[WHAT IS EXPECTED]:
Starting at the beginning of the records and stopping after the line that contains "negative clicks: (11, 243) (3, 186)", could you edit those lines so that "approximate" becomes "loose", with everything else unchanged and the pictures left out?

Extracted data entries:

○ ○ ○

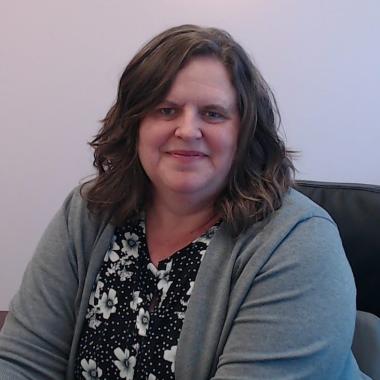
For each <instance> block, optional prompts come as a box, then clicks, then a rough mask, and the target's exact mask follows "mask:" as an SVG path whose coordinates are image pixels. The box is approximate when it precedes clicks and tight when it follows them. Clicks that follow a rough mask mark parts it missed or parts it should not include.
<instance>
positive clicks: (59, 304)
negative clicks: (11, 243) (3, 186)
mask: <svg viewBox="0 0 380 380" xmlns="http://www.w3.org/2000/svg"><path fill="white" fill-rule="evenodd" d="M75 196H76V197H78V196H79V195H78V194H77V195H75V194H74V193H72V194H70V196H69V197H68V198H67V199H66V201H65V203H64V205H63V206H62V208H61V209H60V210H59V211H58V213H57V214H56V215H55V216H54V218H53V219H52V221H51V222H50V224H49V226H48V227H47V229H46V231H45V232H44V234H43V236H42V238H41V240H40V242H39V244H38V246H37V249H36V252H35V254H34V256H33V258H32V260H31V262H30V263H29V264H28V266H27V269H26V271H25V273H24V276H23V280H22V284H21V287H20V289H19V291H18V293H17V294H16V295H15V297H14V298H13V300H12V302H11V305H10V310H9V313H8V316H7V319H6V322H5V324H4V326H3V329H2V331H1V334H0V378H1V379H2V380H26V379H33V380H39V379H41V380H42V379H55V380H59V379H63V378H64V376H65V372H66V368H67V361H68V356H69V351H70V346H71V341H72V336H73V331H74V324H75V310H74V309H75V308H74V305H75V300H76V296H77V291H78V270H77V269H78V265H77V264H78V263H77V258H76V253H75V250H74V247H73V243H72V238H71V236H70V232H69V228H68V220H69V217H70V209H71V203H72V198H73V197H75Z"/></svg>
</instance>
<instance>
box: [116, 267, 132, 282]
mask: <svg viewBox="0 0 380 380" xmlns="http://www.w3.org/2000/svg"><path fill="white" fill-rule="evenodd" d="M117 274H118V275H119V277H120V281H125V280H126V279H127V278H131V277H132V275H133V272H130V271H128V270H127V269H126V268H125V267H123V268H122V269H120V270H118V271H117Z"/></svg>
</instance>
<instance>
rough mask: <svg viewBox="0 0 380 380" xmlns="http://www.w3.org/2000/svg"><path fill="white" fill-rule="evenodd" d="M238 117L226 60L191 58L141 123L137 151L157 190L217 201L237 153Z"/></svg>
mask: <svg viewBox="0 0 380 380" xmlns="http://www.w3.org/2000/svg"><path fill="white" fill-rule="evenodd" d="M239 119H240V118H239V112H238V109H237V101H236V92H235V89H234V87H233V86H232V84H231V81H230V78H229V75H228V72H227V70H226V68H225V67H224V65H223V64H222V63H221V62H220V61H218V60H217V59H216V58H213V57H197V58H194V59H192V60H191V61H190V62H189V63H188V64H187V65H186V66H185V67H184V68H183V69H182V70H181V71H180V72H179V73H178V75H177V77H176V78H175V81H174V83H173V85H172V87H171V89H170V91H169V93H168V95H167V96H166V98H165V99H164V101H163V102H162V103H161V104H159V105H158V106H157V107H156V108H155V109H154V110H153V111H152V112H151V113H150V114H148V115H147V116H146V117H145V118H144V119H143V120H142V121H141V123H140V129H139V139H138V155H139V158H140V161H141V164H142V166H143V168H144V170H145V172H146V174H147V175H148V177H149V178H150V180H151V182H152V185H153V195H154V196H159V197H160V196H165V197H168V196H171V195H173V196H175V195H182V196H186V197H188V198H189V200H192V201H195V202H204V201H210V202H211V201H213V200H214V199H215V197H216V196H217V195H218V193H219V192H220V191H221V190H222V188H223V187H224V185H225V183H226V178H227V175H228V173H229V171H230V168H231V165H232V162H233V159H234V156H235V152H236V145H237V138H238V133H239Z"/></svg>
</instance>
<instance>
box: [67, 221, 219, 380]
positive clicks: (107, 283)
mask: <svg viewBox="0 0 380 380" xmlns="http://www.w3.org/2000/svg"><path fill="white" fill-rule="evenodd" d="M218 225H219V223H218V224H216V225H215V226H213V227H211V228H210V229H209V230H208V231H207V232H206V233H204V234H203V235H202V236H200V237H199V238H197V239H196V240H194V241H193V242H192V243H190V244H189V245H187V246H186V247H184V248H182V249H180V250H179V251H177V252H175V253H174V254H173V255H172V256H170V257H168V258H167V259H165V260H162V261H160V262H159V264H158V267H157V268H156V267H155V266H154V265H153V264H152V263H151V262H150V259H149V252H148V248H147V242H146V236H145V222H144V220H138V221H130V222H128V223H126V224H125V225H124V226H122V227H118V228H116V229H115V233H114V237H113V240H112V242H111V244H110V247H109V249H108V251H107V252H106V253H105V256H104V260H103V263H102V265H101V267H100V269H99V272H98V275H97V277H96V279H95V282H94V286H93V289H92V292H91V294H90V298H89V302H88V308H87V314H86V317H85V320H84V324H83V327H82V333H81V337H80V341H79V345H78V353H77V358H76V364H75V371H74V372H75V379H85V380H97V379H99V380H114V379H127V380H136V379H138V380H145V379H146V380H169V379H170V380H173V379H174V371H175V357H176V352H177V345H178V339H179V336H180V333H181V329H182V325H183V321H184V318H185V315H186V309H187V305H188V303H189V299H190V296H191V293H192V290H193V287H194V282H195V278H196V275H197V273H198V269H199V266H200V263H201V261H202V259H203V257H204V254H205V252H206V249H207V246H208V244H209V242H210V241H211V239H212V237H213V235H214V233H215V231H216V230H217V228H218Z"/></svg>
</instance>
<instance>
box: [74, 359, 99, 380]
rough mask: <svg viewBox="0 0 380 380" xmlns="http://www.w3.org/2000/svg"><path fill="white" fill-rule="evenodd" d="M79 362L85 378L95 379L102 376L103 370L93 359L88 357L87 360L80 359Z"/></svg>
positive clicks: (90, 379) (82, 371) (84, 377)
mask: <svg viewBox="0 0 380 380" xmlns="http://www.w3.org/2000/svg"><path fill="white" fill-rule="evenodd" d="M80 364H81V366H82V368H83V369H84V371H82V376H83V377H84V378H85V379H86V380H97V379H100V378H101V377H102V374H103V371H102V369H101V368H100V367H98V366H97V365H96V362H95V361H94V360H92V359H90V360H89V361H87V360H86V359H82V360H81V362H80Z"/></svg>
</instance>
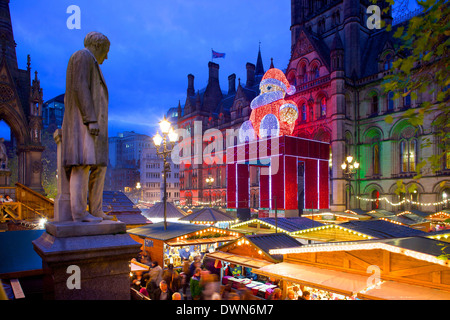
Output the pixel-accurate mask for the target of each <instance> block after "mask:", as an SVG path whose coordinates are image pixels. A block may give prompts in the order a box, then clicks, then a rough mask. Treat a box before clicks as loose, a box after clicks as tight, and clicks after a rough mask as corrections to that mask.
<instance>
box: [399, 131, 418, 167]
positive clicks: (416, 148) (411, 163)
mask: <svg viewBox="0 0 450 320" xmlns="http://www.w3.org/2000/svg"><path fill="white" fill-rule="evenodd" d="M400 161H401V162H400V163H401V172H414V171H416V163H417V140H416V139H410V140H402V141H401V142H400Z"/></svg>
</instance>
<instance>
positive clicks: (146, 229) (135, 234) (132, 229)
mask: <svg viewBox="0 0 450 320" xmlns="http://www.w3.org/2000/svg"><path fill="white" fill-rule="evenodd" d="M208 228H209V226H204V225H196V224H188V223H180V222H167V229H166V230H164V222H159V223H154V224H150V225H146V226H142V227H138V228H134V229H130V230H128V231H127V232H128V233H130V234H132V235H136V236H140V237H145V238H150V239H157V240H163V241H166V240H170V239H173V238H177V237H181V236H184V235H187V234H189V233H193V232H197V231H201V230H205V229H208Z"/></svg>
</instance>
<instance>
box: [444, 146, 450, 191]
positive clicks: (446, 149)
mask: <svg viewBox="0 0 450 320" xmlns="http://www.w3.org/2000/svg"><path fill="white" fill-rule="evenodd" d="M443 158H444V170H450V139H449V138H447V140H446V142H445V149H444V157H443ZM449 197H450V194H449Z"/></svg>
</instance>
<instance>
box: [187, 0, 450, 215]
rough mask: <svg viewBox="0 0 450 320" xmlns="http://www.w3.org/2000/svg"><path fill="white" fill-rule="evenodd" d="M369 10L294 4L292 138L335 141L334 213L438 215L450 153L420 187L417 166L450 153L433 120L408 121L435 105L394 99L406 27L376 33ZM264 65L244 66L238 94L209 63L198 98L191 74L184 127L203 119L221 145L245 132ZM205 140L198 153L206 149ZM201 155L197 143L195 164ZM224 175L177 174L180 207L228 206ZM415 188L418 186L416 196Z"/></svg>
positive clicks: (203, 169) (445, 187) (330, 184)
mask: <svg viewBox="0 0 450 320" xmlns="http://www.w3.org/2000/svg"><path fill="white" fill-rule="evenodd" d="M371 4H372V3H371V2H370V1H367V0H334V1H333V0H320V1H318V0H292V1H291V29H290V30H291V57H290V60H289V63H288V68H287V69H286V71H285V73H286V77H287V79H288V80H289V82H290V83H291V85H294V86H295V87H296V93H295V94H294V95H292V96H289V99H292V100H294V101H295V102H296V103H297V105H298V109H299V110H298V111H299V117H298V119H297V122H296V126H295V130H294V133H293V135H294V136H298V137H304V138H308V139H313V140H320V141H326V142H328V143H330V179H329V185H330V202H329V203H330V209H331V210H332V211H343V210H346V209H347V208H352V209H355V208H360V209H363V210H371V209H375V208H378V209H385V210H388V211H393V212H398V211H399V210H402V211H403V210H414V209H416V210H421V211H434V212H435V211H437V210H440V209H442V208H443V206H444V205H445V204H444V203H443V202H442V201H443V200H445V199H446V196H447V195H449V194H450V179H449V174H450V161H449V160H450V155H448V154H447V155H446V156H445V157H444V159H443V161H442V170H440V171H438V172H436V173H433V172H432V171H431V169H430V168H429V167H428V166H425V167H423V168H422V169H421V174H422V175H423V176H422V178H421V179H420V180H418V181H417V180H415V179H414V177H415V176H416V174H417V173H416V169H417V165H418V164H419V162H420V161H422V159H426V158H428V157H429V156H431V155H433V154H438V153H442V152H443V150H439V148H438V141H437V138H436V137H435V135H434V134H433V133H434V130H435V128H433V127H432V125H431V123H432V121H433V119H434V116H435V115H431V116H430V117H428V118H427V119H425V121H424V124H423V125H422V126H418V127H414V126H412V125H411V124H410V123H409V122H408V120H407V119H403V118H402V115H403V114H404V113H405V112H406V111H407V110H408V109H410V108H418V107H420V105H421V104H422V103H423V102H424V101H431V102H432V101H434V100H435V98H436V97H435V96H434V95H430V94H428V93H426V92H425V93H419V92H417V93H416V95H417V99H415V100H414V99H411V95H408V96H405V97H401V98H399V99H394V93H393V92H387V93H386V92H384V89H383V88H382V81H383V78H384V77H385V76H386V75H388V74H391V73H392V72H394V70H393V68H392V62H393V61H394V60H395V59H396V58H397V57H398V56H399V55H400V53H399V52H398V51H396V49H395V48H396V41H397V40H396V38H394V37H393V34H394V32H395V29H396V27H398V26H399V24H396V23H395V21H393V19H392V16H391V12H390V11H388V12H386V13H382V16H381V18H382V19H383V20H385V21H386V22H387V23H391V22H393V30H392V31H390V32H388V31H387V30H386V29H385V28H382V29H369V28H368V27H367V19H368V14H367V7H368V6H370V5H371ZM381 9H383V7H381ZM382 12H383V11H382ZM286 50H288V48H286ZM260 58H261V53H259V55H258V61H257V64H256V67H255V66H254V65H253V64H250V63H249V64H247V82H246V83H245V84H241V82H240V81H239V84H238V88H237V89H235V80H236V79H235V76H234V75H231V76H229V89H228V92H222V90H221V88H220V85H219V82H218V71H219V66H218V65H217V64H215V63H212V62H210V63H209V82H208V86H207V87H206V89H204V90H202V91H198V92H195V90H194V76H193V75H188V90H187V98H186V103H185V106H184V110H183V109H182V108H181V105H179V107H178V109H179V110H178V114H181V115H182V116H181V117H180V118H179V122H178V125H179V127H180V128H186V129H188V130H191V131H192V132H194V130H195V128H194V125H193V124H194V121H199V122H201V123H202V128H201V129H200V130H201V132H202V133H203V134H204V133H205V132H207V130H208V129H211V128H215V129H219V130H221V131H222V132H223V136H224V137H226V133H225V132H226V130H227V129H237V128H239V126H240V125H241V123H242V122H244V121H245V120H248V118H249V115H250V111H251V110H250V108H249V105H250V102H251V101H252V99H253V98H254V97H256V96H257V95H258V94H259V88H258V84H259V81H260V80H261V77H262V75H263V74H264V69H263V67H262V62H261V60H260ZM437 89H439V88H437ZM387 116H390V118H391V117H392V119H393V121H392V122H391V123H388V122H387V121H385V120H386V117H387ZM426 139H431V141H432V146H431V147H427V148H421V147H420V146H421V145H423V144H424V141H425V140H426ZM204 140H205V139H203V144H201V145H198V146H197V147H198V148H200V147H202V148H204V147H205V141H204ZM225 140H226V138H225V139H224V146H225V145H226V143H225ZM195 148H196V146H195V145H194V143H193V145H192V156H194V155H195V153H196V151H195V150H194V149H195ZM201 150H203V149H201ZM201 150H198V151H197V153H198V152H200V153H201ZM347 156H352V157H353V158H354V159H356V160H357V161H358V162H359V163H360V167H359V168H358V170H356V173H355V174H354V175H353V176H351V177H348V176H346V175H344V172H343V169H342V168H341V164H342V163H343V162H344V161H345V159H346V158H347ZM225 170H226V169H225V165H217V164H216V163H214V162H212V163H209V164H208V163H205V162H201V163H197V164H196V163H195V161H194V159H192V163H189V164H188V165H187V166H182V167H180V187H181V200H182V201H183V199H184V200H185V202H186V203H187V204H201V203H202V202H208V198H209V196H210V195H211V196H212V199H213V200H212V201H214V202H215V203H217V204H220V205H226V202H225V195H226V193H225V190H226V178H225V177H226V171H225ZM255 170H256V169H255ZM207 177H213V178H214V182H213V183H212V184H208V183H207V182H206V178H207ZM250 180H251V183H250V185H251V186H252V187H251V190H250V192H251V195H250V206H251V207H258V202H259V201H258V200H259V196H258V188H257V185H258V183H257V182H258V172H253V173H251V175H250ZM400 180H401V181H402V182H403V183H404V184H405V185H406V189H405V190H404V192H398V190H397V187H398V184H397V183H398V182H399V181H400ZM412 184H415V185H416V186H417V187H416V188H415V189H414V188H409V186H411V185H412ZM405 200H406V201H405Z"/></svg>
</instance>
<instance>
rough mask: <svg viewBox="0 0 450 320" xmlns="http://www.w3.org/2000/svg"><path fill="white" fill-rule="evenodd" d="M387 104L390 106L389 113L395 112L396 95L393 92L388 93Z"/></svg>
mask: <svg viewBox="0 0 450 320" xmlns="http://www.w3.org/2000/svg"><path fill="white" fill-rule="evenodd" d="M387 104H388V111H393V110H394V93H393V92H392V91H390V92H389V93H388V100H387Z"/></svg>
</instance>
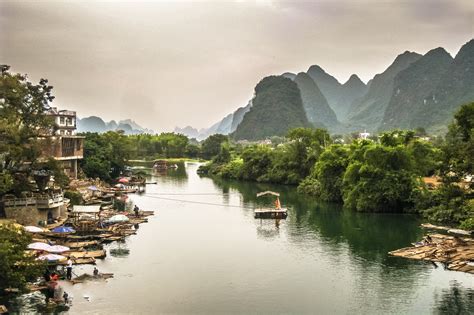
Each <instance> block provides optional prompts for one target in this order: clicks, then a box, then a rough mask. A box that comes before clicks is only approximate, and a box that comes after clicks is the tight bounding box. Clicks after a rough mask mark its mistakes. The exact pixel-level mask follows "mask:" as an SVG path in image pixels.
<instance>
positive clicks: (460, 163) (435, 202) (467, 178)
mask: <svg viewBox="0 0 474 315" xmlns="http://www.w3.org/2000/svg"><path fill="white" fill-rule="evenodd" d="M454 118H455V122H454V123H453V124H451V125H450V127H449V132H448V134H447V135H446V142H445V143H444V144H443V146H442V163H441V164H440V168H439V173H440V175H441V178H442V182H443V183H442V185H441V186H440V188H439V189H438V190H436V191H433V192H428V193H427V194H425V196H424V197H425V198H424V199H423V202H424V203H425V204H424V207H425V210H424V214H425V215H426V216H427V217H428V218H429V219H430V220H431V221H435V222H448V223H458V222H460V223H461V227H462V228H465V229H471V230H474V199H473V198H472V194H473V193H472V189H473V178H472V176H473V171H474V158H473V157H474V103H470V104H466V105H463V106H462V107H461V108H460V109H459V111H458V112H457V113H456V114H455V115H454Z"/></svg>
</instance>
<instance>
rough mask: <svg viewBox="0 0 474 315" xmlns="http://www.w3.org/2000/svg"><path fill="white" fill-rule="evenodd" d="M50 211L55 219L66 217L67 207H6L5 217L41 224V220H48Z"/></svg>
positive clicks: (32, 223)
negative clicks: (39, 208)
mask: <svg viewBox="0 0 474 315" xmlns="http://www.w3.org/2000/svg"><path fill="white" fill-rule="evenodd" d="M48 212H51V214H52V216H53V219H57V218H66V217H67V208H66V207H65V206H60V207H56V208H51V209H38V208H36V207H35V206H29V207H16V208H13V207H8V208H5V217H6V218H7V219H12V220H16V222H18V223H20V224H22V225H35V226H37V225H39V223H40V221H44V222H47V221H48Z"/></svg>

○ ○ ○

[ANSWER SPACE]:
For each <instance> block, optional prompts come as a box, then clicks, then a rough mask, and the target's exact mask follows "mask:" as an SVG path whose coordinates are image pixels. The box is loose when it precedes clicks and tight when it follows them. Clicks that follow a rough mask mark parts it missed or parts it should not include.
<instance>
positive clicks: (59, 304)
negative clicks: (11, 243) (3, 186)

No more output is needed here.